## SUPPLIED TEXT
HBO started showing the trailer for Vinyl months ago. It was obnoxious and macho and glossy and manic. I hated it. I feared the worst. I didn’t recognize much about it aside from the clothes and decor and a Stooges song. Turns out, there was truth in advertising: we’re now six episodes in and Vinyl is consistently macho and glossy and manic. It is not about the music. It’s about the industry. I hate-watch it. My best friend since childhood who’s a costume designer in New York texted me: “They Starbucks-ed it.”

In attempting to make the subject appeal to—who? Everyone? Bros in Arlington?—and that includes Scorsese and all the other grasping, wealthy and hungry cooks in Vinyl’s overcrowded producer kitchen—they’ve resorted to using an incredibly rich point in history as a mere prop for a tired drama about a boorish businessman with some bad habits and a failing marriage. They’ve also managed to make a series that commits the very crime it purports to rail against: the money-driven loss of the authentic soul of the city. It embodies that crime. It’s absurd. Vinyl is the new big shiny over-lighted CVS going up in the last unadulterated corner of Chelsea. HBO, the prestige, risk-taking channel that practically owns the best recent depictions of New York, said too many “yes”es to too many men who at this point in their careers never hear the word “No.”

This is Jagger's kid. Let's be clear: He is no Richard Hell.

This is Jagger’s kid. Let’s be clear: He is no Richard Hell.

The cast is good (really, mostly, except the kid who’s meant to be the front man of an unintentionally really, really boring band; he’s got the magnetism of a shoelace) and the show looks good. Scorsese himself directed the two-hour premiere. But in trying to be too many people’s cup of tea, this lukewarm pile isn’t going to resonate with anyone any more than any overstuffed nighttime soap. The treacly network show Nashville has more heart (and memorable songs) than Vinyl.

## GOAL 1
According to the review of Vinyl, who directed the show's two-hour premiere?

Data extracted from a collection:
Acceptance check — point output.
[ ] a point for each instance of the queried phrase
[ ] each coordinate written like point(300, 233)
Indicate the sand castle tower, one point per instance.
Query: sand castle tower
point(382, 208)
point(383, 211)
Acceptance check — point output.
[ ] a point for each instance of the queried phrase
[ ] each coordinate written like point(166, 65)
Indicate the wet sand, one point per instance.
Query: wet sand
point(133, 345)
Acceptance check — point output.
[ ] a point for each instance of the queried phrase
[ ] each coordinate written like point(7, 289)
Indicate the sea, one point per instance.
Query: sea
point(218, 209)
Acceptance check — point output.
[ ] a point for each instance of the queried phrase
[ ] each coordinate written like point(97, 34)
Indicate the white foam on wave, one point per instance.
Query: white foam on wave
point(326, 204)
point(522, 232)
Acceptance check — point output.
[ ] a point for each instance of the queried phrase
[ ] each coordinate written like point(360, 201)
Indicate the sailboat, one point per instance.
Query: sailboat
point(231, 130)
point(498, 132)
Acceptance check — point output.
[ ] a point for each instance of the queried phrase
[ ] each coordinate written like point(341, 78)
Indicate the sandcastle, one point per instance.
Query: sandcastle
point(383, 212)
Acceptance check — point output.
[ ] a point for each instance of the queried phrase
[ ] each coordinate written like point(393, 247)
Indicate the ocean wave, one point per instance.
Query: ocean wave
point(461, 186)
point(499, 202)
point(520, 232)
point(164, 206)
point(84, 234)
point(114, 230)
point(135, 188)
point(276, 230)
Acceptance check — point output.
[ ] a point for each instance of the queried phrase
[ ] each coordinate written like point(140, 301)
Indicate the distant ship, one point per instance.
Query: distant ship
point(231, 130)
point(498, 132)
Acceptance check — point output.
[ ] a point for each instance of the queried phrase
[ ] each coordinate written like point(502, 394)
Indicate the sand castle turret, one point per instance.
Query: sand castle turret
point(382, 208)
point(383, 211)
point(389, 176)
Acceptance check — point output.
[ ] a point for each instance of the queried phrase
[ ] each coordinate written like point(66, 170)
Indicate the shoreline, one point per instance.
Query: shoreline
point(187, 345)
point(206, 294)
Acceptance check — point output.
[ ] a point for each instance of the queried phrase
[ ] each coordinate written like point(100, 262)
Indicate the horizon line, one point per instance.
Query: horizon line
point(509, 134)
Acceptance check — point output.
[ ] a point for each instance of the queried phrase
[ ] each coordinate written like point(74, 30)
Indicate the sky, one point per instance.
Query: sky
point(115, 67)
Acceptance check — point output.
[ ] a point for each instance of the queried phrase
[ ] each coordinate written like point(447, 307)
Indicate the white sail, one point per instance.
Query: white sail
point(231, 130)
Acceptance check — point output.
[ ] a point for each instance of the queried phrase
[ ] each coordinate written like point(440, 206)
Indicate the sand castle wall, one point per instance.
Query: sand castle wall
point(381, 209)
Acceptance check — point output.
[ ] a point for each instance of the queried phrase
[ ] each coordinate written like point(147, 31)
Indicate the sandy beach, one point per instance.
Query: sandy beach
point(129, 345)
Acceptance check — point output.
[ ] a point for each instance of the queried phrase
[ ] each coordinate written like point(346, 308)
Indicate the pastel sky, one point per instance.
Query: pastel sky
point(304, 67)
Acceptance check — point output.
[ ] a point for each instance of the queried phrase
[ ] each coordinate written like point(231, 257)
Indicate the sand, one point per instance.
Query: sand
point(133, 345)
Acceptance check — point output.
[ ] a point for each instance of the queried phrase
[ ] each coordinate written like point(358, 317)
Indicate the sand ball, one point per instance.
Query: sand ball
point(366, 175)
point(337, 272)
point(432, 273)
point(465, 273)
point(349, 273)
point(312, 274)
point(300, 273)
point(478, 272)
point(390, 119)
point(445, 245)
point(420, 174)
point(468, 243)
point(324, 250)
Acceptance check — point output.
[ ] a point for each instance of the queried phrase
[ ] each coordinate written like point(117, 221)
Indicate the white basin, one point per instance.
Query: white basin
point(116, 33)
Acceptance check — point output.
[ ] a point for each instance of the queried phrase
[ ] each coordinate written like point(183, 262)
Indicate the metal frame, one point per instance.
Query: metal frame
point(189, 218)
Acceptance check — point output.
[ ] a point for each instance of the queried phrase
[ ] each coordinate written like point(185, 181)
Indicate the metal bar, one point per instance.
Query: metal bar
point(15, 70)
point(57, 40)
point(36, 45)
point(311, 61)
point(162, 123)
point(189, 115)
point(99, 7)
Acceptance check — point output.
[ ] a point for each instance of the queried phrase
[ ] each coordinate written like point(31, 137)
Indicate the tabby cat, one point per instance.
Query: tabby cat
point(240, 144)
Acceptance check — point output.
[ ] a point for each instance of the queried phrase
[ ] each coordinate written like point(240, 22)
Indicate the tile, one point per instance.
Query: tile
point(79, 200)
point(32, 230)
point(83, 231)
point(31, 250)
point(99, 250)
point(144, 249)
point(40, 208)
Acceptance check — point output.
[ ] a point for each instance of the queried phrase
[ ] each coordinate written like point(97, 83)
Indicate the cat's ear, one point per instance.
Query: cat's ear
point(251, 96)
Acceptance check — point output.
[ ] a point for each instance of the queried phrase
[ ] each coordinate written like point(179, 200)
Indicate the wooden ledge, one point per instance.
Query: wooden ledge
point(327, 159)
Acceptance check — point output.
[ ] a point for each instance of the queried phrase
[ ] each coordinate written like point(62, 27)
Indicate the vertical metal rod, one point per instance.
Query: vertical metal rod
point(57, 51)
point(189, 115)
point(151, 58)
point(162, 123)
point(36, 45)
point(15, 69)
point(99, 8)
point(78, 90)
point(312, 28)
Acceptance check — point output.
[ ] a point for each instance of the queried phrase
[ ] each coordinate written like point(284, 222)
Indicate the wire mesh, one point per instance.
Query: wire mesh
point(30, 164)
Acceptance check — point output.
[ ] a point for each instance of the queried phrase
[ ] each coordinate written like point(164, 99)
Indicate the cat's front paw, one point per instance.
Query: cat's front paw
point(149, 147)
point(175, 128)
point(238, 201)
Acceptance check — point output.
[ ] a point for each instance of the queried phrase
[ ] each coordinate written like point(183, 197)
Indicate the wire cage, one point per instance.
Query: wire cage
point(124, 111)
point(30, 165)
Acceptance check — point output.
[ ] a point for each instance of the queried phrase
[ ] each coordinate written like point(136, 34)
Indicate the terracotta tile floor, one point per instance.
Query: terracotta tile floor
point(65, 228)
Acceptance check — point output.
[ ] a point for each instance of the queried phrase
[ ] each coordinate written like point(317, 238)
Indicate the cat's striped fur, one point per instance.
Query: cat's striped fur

## GOAL 2
Return each line of the entries that contains the string "horizon". Case counts.

## RESPONSE 1
Scorsese directed the two-hour premiere.

## RESPONSE 2
Indicate the horizon line, one point per instance.
Query: horizon line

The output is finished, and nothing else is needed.